Start of Excerpted data

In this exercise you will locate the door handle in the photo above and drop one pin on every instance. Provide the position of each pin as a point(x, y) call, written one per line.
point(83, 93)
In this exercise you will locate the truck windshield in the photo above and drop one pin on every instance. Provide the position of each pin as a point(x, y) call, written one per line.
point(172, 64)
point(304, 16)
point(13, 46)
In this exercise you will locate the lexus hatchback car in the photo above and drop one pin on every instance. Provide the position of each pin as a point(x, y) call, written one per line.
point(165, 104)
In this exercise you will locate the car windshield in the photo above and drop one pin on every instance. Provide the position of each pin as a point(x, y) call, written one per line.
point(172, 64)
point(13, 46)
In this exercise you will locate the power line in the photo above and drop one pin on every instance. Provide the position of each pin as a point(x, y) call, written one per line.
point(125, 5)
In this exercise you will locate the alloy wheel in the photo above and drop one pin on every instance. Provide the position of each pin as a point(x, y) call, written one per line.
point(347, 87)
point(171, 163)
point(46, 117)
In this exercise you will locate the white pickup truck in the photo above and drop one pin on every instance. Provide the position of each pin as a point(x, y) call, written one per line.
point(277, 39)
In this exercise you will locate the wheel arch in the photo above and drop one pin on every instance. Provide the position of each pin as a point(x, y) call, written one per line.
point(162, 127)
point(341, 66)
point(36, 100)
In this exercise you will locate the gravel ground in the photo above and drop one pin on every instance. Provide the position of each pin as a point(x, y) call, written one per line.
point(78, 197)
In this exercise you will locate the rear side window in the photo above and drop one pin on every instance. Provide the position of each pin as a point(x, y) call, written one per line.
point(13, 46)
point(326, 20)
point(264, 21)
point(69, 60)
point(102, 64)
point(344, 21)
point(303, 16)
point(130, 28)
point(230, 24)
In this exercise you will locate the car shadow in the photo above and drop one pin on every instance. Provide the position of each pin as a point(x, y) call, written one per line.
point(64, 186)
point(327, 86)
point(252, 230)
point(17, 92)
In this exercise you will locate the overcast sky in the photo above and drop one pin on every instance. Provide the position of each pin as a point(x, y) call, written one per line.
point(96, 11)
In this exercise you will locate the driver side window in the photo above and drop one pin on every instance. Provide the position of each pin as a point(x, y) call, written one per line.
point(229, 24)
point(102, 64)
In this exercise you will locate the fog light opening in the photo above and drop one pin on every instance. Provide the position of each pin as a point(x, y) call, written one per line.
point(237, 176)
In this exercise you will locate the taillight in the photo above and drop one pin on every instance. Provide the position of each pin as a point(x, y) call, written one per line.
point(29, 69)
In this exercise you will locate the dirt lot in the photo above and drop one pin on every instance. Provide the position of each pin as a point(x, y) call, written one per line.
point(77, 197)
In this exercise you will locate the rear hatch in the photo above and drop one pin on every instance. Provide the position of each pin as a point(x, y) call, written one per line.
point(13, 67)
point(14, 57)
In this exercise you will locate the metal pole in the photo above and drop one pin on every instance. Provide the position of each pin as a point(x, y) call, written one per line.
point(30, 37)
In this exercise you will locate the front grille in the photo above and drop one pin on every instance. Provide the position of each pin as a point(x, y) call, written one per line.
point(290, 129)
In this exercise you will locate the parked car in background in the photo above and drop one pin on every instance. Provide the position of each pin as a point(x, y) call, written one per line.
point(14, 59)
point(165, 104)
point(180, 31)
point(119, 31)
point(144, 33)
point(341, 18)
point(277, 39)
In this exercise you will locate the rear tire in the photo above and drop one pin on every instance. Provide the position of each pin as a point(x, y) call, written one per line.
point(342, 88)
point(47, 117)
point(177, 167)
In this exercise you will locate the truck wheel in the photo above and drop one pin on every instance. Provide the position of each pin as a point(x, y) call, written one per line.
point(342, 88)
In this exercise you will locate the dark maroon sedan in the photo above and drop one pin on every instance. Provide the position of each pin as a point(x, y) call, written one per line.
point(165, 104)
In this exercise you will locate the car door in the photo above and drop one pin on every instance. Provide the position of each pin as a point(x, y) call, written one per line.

End of Excerpted data

What you need to do
Every record above belongs in the answer, reproduced exactly.

Answer space
In this exercise you will locate the door handle in the photo above and drop one pin on every instance. Provide the position of each pin as a point(x, y) call, written one per line.
point(83, 93)
In this exercise you will locate the truck windshield in the photo above and drop one pin on every instance. Provide the position of each pin as a point(x, y) call, written one per line.
point(172, 64)
point(304, 16)
point(13, 46)
In this exercise you will locate the lexus hatchback car in the photo above and drop one pin on every instance. Provide the position of each pin as a point(x, y) call, written one per line.
point(165, 104)
In this exercise you will locate the car windshield in the photo above and drop one pin on every instance. Provide the position of each pin as a point(x, y) call, written one per line.
point(172, 64)
point(13, 46)
In this exercise you will locate the power line in the photo above and drop one pin on every instance. Provide the position of each pin as a point(x, y) call, written one per line.
point(125, 5)
In this exercise you will locate the alloy wheel in the photo above and drop one pin on every instance. Provide the position of each pin as a point(x, y) call, written one per line.
point(347, 87)
point(171, 163)
point(46, 117)
In this exercise you will locate the white pickup truck in the photo above and drop one pin on every instance. Provide the position of each pin as a point(x, y) call, written one per line.
point(277, 39)
In this exercise you will locate the wheel arch in the photo above and drop one pin on every instance. Provide the position of each pin as a point(x, y) call, written one per line.
point(162, 127)
point(341, 66)
point(36, 100)
In this exercise you will locate the gravel ground in the photo above and drop one pin on every instance. Provide the position of each pin as a point(x, y) call, written one per line.
point(78, 197)
In this exercise you will locate the rear side window in the photo above and drop one pin on every instance. Provide the position of each pin as a point(x, y) call, written one per line.
point(13, 46)
point(326, 20)
point(264, 21)
point(69, 60)
point(102, 64)
point(344, 21)
point(303, 16)
point(130, 28)
point(230, 24)
In this exercise you will locate the car shadow in the photo above and drop one pin on every instance. Provide the position of each pin as a point(x, y) call, written one per line.
point(64, 186)
point(327, 86)
point(252, 230)
point(17, 92)
In this exercise you will locate the overcast sky in the photo above and drop one pin on every instance. Provide the position of each pin as a point(x, y) call, written one per line.
point(96, 11)
In this exercise you will locate the driver side window in the photo above and drop one pin on every instance. Provide the position of each pin as a point(x, y) call, written one per line.
point(229, 24)
point(102, 64)
In this exercise you will locate the fog light opening in the photo above and drop one pin on every instance. Provide the position of each pin as a point(x, y) call, written one per line.
point(237, 176)
In this exercise you will locate the taillight in the photo above and drop one pin on every instance. Provide the position of each pin as a point(x, y) call, written one per line.
point(29, 69)
In this exercise you will locate the dirt lot in the photo above and drop one pin on every instance. Provide the position of each pin as a point(x, y) call, written one per line.
point(77, 197)
In this exercise you will locate the rear hatch in the photo above and drop one pin on every instance. Provide the position of each pin as a point(x, y) call, written one per line.
point(13, 67)
point(14, 57)
In this exercise you will locate the metal pole in the photo above and drop one pin on every instance. Provide the position of each pin as a point(x, y) call, written one per line.
point(30, 37)
In this exercise you will locate the front grille in the photo above and drop one pin on every instance. Provide the position of each pin as a point(x, y) call, written one per line.
point(290, 129)
In this exercise you will locate the parked car in background in the photo above and drop one pin on every instance. Provide the position of each pin as a point(x, y) call, written one per line.
point(14, 59)
point(165, 104)
point(180, 31)
point(119, 31)
point(144, 33)
point(341, 18)
point(277, 39)
In this exercise you will locate the rear tire in the photo above and drop one pin on every instance. Provide the position of each pin as a point(x, y) call, written one per line.
point(342, 88)
point(47, 117)
point(177, 167)
In this exercise you will locate the truck wheel in the photo above and drop one pin on every instance. Provide the position of each pin as a point(x, y) call, written one per line.
point(342, 88)
In this exercise you will locate the dark maroon sedan in the photo above and drop one pin on every instance. Provide the position of each pin as a point(x, y) call, written one per line.
point(165, 104)
In this exercise you will locate the car door in the photo above and drop one pin on every instance. Provide the position of each pin as a point(x, y) call, written one per line.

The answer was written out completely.